(Object location annotation data)
↓↓↓
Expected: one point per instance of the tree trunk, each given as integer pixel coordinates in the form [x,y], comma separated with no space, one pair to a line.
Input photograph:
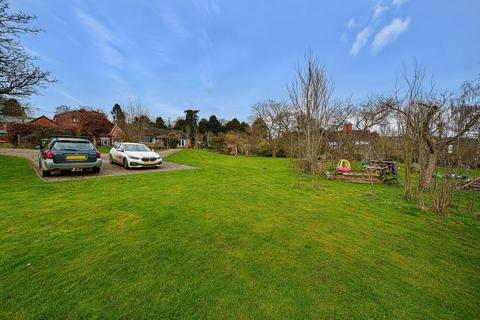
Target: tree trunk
[429,164]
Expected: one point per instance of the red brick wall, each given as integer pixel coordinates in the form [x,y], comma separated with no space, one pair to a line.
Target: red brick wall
[347,128]
[44,122]
[67,120]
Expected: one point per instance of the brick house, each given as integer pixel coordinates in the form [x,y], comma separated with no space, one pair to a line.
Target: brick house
[43,121]
[68,120]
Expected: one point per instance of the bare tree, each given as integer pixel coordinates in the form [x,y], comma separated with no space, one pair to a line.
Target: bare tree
[137,120]
[275,115]
[310,97]
[19,77]
[425,118]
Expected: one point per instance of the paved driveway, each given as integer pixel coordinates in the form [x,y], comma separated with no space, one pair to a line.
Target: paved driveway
[108,169]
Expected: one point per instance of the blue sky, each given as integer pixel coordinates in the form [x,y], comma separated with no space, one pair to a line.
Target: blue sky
[223,56]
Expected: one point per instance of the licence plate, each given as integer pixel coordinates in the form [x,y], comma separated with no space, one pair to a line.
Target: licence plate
[75,157]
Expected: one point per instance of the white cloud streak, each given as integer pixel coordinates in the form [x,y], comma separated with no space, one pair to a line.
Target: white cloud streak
[107,41]
[398,3]
[351,23]
[378,10]
[360,40]
[390,33]
[171,21]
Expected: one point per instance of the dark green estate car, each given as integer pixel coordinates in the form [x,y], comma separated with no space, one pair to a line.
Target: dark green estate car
[67,154]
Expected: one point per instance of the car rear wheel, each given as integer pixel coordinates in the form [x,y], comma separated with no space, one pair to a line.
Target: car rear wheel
[45,173]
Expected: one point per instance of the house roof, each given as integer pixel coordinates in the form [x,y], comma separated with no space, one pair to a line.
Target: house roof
[354,134]
[164,132]
[13,119]
[45,117]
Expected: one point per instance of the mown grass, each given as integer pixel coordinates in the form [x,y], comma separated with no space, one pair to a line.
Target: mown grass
[236,238]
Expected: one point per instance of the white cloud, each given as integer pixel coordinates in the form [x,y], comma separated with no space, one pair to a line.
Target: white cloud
[390,32]
[351,23]
[170,19]
[68,96]
[106,40]
[378,10]
[360,40]
[398,3]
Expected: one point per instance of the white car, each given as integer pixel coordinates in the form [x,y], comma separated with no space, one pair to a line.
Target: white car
[134,155]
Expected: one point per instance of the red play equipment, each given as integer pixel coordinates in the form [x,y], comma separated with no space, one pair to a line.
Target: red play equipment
[343,166]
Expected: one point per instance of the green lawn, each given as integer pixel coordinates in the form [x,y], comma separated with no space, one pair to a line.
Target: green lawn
[237,238]
[104,149]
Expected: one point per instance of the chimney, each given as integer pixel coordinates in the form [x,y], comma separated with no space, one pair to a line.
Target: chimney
[347,128]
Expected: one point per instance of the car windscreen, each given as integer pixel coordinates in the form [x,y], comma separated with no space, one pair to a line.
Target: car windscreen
[136,147]
[73,146]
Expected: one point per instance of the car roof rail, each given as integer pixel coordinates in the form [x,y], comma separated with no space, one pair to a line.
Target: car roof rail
[71,137]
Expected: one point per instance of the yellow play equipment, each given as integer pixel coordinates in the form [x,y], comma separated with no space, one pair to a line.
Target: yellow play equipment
[343,166]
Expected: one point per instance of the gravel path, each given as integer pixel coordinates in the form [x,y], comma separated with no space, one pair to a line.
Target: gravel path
[108,169]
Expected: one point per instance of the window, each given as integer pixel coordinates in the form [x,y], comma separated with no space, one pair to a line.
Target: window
[136,147]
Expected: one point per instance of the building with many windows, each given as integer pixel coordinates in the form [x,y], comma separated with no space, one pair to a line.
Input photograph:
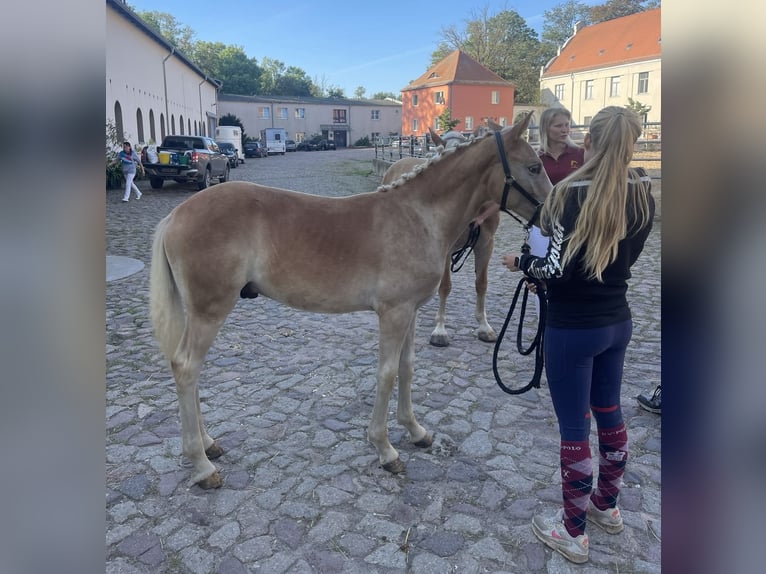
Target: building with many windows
[152,90]
[458,83]
[605,64]
[341,120]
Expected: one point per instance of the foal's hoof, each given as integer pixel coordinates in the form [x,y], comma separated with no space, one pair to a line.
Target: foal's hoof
[487,337]
[425,442]
[395,466]
[213,451]
[212,481]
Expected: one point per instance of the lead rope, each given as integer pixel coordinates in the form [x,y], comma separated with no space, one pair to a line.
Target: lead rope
[473,236]
[537,344]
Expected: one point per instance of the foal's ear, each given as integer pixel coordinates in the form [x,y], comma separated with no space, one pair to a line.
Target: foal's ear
[435,137]
[493,126]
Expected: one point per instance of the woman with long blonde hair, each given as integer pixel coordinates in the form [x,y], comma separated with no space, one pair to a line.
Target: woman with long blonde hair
[598,219]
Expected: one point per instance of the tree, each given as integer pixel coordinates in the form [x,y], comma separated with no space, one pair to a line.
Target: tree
[502,43]
[559,24]
[277,79]
[384,95]
[638,107]
[229,64]
[335,92]
[166,25]
[612,9]
[446,123]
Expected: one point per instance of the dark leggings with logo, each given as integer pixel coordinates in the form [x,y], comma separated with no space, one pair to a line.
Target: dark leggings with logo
[584,370]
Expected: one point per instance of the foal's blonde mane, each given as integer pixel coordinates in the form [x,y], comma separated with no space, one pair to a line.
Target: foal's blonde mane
[418,169]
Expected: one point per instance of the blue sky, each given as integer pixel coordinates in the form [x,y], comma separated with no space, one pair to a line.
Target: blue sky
[341,43]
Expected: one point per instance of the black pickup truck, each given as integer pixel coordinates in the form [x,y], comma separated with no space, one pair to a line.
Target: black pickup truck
[188,159]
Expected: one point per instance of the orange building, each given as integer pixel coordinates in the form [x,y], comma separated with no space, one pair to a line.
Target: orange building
[460,84]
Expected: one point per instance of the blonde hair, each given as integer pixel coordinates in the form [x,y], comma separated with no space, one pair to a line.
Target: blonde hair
[602,220]
[546,120]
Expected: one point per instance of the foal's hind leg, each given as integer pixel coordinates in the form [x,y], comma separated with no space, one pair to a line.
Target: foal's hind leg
[187,364]
[439,336]
[404,414]
[482,253]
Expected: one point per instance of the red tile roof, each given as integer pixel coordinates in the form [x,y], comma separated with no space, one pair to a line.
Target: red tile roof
[457,68]
[628,39]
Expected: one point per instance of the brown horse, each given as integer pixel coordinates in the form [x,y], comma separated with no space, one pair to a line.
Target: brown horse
[482,250]
[382,251]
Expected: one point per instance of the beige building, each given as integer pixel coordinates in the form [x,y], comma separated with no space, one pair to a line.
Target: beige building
[151,89]
[604,65]
[342,120]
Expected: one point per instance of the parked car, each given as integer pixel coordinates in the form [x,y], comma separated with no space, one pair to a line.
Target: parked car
[254,149]
[188,159]
[326,144]
[306,145]
[229,151]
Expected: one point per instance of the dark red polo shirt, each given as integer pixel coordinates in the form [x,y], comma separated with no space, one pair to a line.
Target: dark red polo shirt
[570,160]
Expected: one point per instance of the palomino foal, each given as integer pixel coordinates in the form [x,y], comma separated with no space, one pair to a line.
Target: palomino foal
[482,250]
[240,239]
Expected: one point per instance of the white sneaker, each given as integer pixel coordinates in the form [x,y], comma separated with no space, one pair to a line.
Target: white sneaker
[552,532]
[609,519]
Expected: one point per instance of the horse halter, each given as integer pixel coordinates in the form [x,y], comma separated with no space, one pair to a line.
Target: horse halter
[511,181]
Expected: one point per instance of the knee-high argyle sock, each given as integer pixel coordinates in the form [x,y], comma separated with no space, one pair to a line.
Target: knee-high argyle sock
[613,455]
[576,483]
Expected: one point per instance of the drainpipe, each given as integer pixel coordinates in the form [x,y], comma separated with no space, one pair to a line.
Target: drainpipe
[165,81]
[201,110]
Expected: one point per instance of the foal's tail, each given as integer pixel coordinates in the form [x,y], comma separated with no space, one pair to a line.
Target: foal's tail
[167,311]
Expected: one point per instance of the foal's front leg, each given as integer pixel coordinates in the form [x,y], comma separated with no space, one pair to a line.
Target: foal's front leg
[395,328]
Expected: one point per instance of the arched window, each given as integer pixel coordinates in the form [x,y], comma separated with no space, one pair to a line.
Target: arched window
[140,124]
[118,122]
[152,131]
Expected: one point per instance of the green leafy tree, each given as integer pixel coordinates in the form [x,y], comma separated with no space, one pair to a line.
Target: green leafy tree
[167,26]
[336,92]
[384,95]
[445,121]
[618,8]
[229,64]
[559,24]
[638,107]
[502,43]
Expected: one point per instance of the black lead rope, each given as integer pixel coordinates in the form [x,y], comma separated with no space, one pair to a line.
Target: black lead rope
[537,342]
[460,255]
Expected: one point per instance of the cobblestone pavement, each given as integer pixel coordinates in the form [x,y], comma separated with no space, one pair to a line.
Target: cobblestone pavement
[289,394]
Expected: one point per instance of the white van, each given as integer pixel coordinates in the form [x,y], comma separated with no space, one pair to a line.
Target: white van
[273,140]
[232,135]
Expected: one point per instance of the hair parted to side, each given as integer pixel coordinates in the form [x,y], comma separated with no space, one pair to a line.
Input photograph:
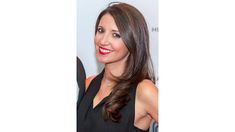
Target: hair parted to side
[134,33]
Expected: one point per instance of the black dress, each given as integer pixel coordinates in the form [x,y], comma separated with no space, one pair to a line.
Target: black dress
[90,119]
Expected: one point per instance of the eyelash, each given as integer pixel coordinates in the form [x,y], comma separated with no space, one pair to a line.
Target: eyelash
[101,30]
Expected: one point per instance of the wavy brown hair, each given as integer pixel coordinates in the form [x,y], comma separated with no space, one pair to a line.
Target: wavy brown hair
[134,33]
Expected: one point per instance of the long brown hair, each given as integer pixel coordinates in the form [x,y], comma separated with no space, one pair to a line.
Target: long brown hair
[134,33]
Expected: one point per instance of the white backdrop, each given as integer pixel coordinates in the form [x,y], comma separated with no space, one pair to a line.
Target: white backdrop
[87,13]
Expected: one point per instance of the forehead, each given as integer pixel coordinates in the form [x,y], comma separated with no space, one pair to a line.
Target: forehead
[107,21]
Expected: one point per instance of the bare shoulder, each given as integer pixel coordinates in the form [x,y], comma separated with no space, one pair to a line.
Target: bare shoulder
[88,80]
[147,97]
[147,89]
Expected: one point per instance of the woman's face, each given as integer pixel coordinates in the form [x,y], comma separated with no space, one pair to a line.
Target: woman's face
[110,47]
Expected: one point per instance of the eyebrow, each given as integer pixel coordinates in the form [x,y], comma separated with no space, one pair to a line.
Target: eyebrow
[113,30]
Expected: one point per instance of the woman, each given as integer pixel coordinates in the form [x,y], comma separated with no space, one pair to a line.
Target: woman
[123,97]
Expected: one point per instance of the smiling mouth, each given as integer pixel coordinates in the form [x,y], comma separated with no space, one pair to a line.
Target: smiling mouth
[104,51]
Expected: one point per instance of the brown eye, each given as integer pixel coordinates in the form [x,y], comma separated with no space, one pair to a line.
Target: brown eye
[100,30]
[116,35]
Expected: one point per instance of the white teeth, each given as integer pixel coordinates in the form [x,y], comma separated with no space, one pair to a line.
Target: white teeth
[104,51]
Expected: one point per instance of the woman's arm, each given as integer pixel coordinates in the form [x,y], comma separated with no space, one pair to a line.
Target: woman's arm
[147,94]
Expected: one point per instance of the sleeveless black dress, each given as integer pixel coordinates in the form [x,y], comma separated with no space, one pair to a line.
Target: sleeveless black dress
[90,119]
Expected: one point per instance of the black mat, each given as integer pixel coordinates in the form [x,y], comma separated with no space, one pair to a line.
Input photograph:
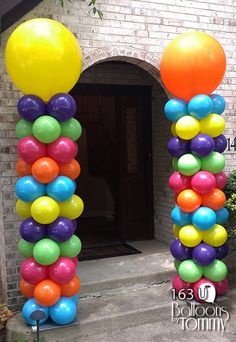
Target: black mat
[110,251]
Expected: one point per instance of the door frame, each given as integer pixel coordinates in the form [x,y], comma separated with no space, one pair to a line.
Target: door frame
[146,92]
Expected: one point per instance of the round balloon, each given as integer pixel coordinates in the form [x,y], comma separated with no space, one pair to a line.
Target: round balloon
↑↑↑
What to do → The copy should begin at the line containing "Expected: one point per instance of the sleeveless" and end at the last line of the data above; please restate those lines word for word without the pictures.

The response →
Expected: one point per instance of the sleeveless black dress, each given as integer pixel coordinates in the form [x,y], comma separated with no space, one pair to a line.
Target: sleeveless black dress
[90,119]
Expected: one point per instance of the black mat, each given as integer pixel coordinates in the form [x,y], comma separated with no space, one pair to a line.
Input photograph:
Target: black mat
[110,251]
Expected: one point per instance of the door frame, each given as integer pixel coordinates in the form [x,y], comma separated with no space, one pair to a line.
Target: door frame
[146,92]
Expected: one point per instance of the round balloon, each given as integer pixel coordinates in the form [x,y], comma separated with no space, one pair to a line.
Target: round balloon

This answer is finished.